__GIVEN RECORDS__.
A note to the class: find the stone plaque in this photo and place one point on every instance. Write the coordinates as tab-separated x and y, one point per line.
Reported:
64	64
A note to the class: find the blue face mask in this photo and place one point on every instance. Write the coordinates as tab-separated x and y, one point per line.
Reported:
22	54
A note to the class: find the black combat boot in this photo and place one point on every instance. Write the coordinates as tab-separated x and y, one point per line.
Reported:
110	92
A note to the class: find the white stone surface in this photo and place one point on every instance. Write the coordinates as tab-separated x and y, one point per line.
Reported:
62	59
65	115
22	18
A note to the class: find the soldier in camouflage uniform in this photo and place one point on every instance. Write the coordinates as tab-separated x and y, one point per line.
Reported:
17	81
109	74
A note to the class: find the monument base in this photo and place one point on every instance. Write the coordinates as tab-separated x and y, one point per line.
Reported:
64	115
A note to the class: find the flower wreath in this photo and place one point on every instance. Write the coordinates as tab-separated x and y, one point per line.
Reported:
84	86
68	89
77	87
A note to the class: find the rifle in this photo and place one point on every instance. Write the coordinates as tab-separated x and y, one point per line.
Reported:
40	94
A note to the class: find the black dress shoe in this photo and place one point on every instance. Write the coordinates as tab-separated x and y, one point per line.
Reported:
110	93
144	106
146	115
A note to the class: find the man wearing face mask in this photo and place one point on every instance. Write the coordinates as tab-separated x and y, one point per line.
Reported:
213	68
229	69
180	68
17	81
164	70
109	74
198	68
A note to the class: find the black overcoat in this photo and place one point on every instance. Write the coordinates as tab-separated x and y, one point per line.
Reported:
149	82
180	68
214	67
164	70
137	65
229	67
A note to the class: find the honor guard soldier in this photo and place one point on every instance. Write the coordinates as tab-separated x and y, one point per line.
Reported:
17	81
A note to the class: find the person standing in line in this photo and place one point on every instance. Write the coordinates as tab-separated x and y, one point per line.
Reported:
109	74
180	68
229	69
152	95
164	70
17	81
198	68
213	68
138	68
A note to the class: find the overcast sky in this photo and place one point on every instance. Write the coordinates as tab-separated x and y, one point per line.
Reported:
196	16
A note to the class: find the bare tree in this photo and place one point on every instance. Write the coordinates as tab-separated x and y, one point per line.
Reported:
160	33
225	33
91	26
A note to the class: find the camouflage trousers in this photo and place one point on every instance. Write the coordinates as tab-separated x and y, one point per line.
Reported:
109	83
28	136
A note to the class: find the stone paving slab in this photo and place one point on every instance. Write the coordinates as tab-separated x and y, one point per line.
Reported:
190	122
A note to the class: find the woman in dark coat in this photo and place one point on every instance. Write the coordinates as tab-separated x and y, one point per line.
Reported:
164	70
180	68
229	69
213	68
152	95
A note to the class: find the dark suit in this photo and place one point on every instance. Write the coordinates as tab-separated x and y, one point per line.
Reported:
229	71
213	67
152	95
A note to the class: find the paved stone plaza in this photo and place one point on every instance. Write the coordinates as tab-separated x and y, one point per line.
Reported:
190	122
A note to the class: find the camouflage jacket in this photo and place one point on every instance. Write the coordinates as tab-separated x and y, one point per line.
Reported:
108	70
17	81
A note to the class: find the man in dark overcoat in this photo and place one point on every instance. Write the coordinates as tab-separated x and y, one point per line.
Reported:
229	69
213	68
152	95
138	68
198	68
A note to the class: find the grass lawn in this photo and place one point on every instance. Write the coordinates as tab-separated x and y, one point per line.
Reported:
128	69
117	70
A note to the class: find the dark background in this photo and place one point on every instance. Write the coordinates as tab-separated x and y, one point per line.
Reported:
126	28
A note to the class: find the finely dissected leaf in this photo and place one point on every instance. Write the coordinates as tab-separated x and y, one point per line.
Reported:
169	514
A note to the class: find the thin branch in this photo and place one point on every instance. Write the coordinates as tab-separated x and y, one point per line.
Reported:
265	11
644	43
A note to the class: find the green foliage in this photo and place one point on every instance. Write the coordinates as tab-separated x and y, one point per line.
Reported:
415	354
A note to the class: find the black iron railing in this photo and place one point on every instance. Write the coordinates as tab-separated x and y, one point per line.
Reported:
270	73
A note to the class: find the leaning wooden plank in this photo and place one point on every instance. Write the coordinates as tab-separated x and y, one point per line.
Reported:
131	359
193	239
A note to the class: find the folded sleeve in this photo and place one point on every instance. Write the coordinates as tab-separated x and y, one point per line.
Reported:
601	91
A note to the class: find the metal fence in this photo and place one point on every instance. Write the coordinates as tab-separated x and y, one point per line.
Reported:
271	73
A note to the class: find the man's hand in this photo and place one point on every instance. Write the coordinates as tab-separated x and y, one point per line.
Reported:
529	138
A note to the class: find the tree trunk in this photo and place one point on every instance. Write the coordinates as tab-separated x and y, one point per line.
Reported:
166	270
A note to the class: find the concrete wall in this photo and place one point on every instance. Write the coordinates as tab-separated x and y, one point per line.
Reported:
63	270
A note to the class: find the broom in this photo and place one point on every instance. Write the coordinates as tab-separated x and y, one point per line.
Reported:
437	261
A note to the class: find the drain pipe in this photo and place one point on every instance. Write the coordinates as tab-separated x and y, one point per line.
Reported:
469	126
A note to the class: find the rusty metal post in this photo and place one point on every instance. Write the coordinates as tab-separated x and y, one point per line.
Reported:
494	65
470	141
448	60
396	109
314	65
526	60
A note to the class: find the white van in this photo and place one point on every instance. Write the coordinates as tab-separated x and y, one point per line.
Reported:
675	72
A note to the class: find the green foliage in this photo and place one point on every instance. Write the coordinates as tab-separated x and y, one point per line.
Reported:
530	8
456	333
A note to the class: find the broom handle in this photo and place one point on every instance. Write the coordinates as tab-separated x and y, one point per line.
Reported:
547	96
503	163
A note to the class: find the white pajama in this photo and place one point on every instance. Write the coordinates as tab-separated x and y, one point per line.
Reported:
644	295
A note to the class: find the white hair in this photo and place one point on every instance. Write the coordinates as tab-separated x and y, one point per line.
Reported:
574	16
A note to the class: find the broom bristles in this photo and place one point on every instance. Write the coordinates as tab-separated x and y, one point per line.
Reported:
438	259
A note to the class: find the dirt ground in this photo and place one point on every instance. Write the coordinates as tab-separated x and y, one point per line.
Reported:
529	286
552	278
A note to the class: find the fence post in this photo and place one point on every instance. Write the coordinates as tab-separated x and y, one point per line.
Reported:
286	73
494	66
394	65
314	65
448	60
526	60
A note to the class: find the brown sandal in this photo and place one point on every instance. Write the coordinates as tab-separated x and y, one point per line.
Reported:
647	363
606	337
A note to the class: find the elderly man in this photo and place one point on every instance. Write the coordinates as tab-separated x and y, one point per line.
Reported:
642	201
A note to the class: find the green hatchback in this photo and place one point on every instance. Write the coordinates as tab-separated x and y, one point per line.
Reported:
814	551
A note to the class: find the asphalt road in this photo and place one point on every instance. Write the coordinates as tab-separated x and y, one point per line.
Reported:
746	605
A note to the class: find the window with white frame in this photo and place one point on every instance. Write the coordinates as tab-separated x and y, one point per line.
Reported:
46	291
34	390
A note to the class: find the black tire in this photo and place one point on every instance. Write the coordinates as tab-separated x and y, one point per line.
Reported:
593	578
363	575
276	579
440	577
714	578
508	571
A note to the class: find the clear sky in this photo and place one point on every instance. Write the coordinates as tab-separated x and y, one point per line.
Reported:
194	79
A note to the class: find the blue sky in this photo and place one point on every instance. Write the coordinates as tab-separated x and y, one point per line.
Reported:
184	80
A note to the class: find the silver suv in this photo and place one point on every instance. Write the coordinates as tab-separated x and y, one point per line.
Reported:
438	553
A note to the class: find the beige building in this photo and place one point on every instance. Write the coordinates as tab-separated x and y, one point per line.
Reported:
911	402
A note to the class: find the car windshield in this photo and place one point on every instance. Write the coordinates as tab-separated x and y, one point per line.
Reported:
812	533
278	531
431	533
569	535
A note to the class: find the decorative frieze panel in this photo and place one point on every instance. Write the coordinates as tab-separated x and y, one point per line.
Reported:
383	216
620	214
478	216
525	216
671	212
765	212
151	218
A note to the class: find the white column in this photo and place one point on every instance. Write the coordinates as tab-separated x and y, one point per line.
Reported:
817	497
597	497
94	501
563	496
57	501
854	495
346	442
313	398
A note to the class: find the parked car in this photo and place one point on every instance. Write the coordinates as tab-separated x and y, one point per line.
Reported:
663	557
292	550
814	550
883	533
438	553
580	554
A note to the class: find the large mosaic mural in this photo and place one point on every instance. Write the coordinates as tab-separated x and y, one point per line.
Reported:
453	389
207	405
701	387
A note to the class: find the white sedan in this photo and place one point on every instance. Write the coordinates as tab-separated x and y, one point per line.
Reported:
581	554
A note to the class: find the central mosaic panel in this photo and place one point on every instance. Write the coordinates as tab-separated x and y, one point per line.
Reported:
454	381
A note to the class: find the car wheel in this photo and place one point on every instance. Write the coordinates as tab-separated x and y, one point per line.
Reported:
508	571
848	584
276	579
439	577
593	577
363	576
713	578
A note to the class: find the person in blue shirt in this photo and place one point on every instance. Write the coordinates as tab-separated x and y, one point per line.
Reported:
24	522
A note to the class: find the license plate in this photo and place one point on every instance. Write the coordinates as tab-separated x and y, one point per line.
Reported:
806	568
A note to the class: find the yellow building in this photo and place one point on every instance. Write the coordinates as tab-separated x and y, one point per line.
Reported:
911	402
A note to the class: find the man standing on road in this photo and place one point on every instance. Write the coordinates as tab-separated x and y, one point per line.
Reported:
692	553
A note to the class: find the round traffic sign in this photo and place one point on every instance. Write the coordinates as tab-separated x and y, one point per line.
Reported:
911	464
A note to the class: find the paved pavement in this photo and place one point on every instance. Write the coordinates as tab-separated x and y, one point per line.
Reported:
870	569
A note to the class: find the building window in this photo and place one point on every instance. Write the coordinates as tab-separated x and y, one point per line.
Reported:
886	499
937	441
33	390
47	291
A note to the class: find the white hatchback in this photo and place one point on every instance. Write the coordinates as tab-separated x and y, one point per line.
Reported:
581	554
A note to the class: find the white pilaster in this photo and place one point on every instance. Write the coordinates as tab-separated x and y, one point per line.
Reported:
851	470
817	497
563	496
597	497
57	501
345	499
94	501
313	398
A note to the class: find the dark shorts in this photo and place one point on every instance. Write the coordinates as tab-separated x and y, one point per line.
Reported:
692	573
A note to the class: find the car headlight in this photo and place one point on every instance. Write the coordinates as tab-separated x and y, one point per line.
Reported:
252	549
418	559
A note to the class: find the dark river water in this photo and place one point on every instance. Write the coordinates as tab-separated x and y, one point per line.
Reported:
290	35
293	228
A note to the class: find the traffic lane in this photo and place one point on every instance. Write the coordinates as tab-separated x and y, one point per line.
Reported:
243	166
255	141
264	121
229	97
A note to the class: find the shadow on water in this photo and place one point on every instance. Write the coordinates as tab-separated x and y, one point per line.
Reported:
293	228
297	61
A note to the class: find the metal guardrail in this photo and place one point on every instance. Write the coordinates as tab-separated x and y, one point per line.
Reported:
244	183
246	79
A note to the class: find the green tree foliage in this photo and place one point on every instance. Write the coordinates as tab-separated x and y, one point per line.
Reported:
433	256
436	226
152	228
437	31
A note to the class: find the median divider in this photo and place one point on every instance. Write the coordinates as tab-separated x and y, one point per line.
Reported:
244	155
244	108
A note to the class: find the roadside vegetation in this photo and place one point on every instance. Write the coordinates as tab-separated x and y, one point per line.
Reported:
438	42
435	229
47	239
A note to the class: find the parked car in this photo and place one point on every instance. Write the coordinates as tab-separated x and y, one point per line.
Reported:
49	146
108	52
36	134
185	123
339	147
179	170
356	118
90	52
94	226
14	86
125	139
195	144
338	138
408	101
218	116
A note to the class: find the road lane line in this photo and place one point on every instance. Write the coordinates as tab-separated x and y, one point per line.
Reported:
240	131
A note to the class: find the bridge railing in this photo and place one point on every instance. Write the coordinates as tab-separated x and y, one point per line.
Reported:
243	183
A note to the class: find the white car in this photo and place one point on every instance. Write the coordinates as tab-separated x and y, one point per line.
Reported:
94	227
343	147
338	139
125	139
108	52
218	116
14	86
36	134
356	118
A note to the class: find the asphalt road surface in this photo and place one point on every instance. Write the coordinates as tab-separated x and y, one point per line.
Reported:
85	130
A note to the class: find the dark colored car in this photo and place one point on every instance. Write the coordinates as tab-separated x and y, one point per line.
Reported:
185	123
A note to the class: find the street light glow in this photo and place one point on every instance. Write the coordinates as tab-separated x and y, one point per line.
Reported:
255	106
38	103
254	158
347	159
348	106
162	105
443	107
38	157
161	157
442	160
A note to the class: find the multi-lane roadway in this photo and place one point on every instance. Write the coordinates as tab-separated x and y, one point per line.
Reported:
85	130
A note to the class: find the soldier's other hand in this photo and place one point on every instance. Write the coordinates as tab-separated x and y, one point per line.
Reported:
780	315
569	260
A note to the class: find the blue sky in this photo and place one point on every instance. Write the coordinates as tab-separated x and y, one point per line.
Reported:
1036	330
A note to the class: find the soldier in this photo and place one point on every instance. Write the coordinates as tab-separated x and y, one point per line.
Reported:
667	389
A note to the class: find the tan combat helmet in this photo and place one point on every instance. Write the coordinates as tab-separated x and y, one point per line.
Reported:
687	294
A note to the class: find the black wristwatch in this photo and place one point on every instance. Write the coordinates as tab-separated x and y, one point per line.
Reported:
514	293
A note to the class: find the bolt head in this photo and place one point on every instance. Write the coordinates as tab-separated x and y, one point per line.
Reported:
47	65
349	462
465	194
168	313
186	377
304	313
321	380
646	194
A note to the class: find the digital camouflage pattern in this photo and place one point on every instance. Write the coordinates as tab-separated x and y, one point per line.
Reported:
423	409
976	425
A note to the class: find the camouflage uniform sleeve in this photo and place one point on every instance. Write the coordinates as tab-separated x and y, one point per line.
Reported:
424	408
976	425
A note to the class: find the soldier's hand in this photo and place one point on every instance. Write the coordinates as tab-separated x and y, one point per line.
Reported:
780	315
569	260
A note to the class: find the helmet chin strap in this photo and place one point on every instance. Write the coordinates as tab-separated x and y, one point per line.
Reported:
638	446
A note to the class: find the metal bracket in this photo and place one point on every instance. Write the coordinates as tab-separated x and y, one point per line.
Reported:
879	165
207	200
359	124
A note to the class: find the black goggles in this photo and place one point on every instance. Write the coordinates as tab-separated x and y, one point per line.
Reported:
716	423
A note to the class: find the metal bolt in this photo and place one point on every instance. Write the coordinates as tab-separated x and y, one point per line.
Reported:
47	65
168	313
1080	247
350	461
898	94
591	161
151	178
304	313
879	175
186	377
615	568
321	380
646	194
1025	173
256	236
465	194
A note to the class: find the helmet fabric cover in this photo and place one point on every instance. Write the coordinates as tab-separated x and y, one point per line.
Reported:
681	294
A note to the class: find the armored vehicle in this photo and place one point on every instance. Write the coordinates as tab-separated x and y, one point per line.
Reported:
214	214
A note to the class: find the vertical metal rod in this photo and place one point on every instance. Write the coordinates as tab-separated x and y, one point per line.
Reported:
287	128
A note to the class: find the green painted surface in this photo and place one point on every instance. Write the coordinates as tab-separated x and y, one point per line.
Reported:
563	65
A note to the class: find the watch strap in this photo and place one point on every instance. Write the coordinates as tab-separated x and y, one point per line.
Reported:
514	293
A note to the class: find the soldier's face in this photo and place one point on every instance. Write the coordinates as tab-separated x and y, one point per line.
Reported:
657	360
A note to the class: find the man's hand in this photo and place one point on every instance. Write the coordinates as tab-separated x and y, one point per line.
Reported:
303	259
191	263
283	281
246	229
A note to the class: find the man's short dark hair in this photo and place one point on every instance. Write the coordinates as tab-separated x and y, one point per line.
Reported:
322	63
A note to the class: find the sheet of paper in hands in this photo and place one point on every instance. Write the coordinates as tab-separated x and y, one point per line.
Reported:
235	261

__THE PROBLEM__. Go through the data and show each line that holds "standing".

__REPLY__.
A note to the class: find the person standing in line in this photo and place one point on every instance. Write the coordinates as tab-separated x and y, one point per line.
A note to the class: find the man standing on road in this photo and place one point on every instance. Write the coordinates as tab-separated x and y, one point per line.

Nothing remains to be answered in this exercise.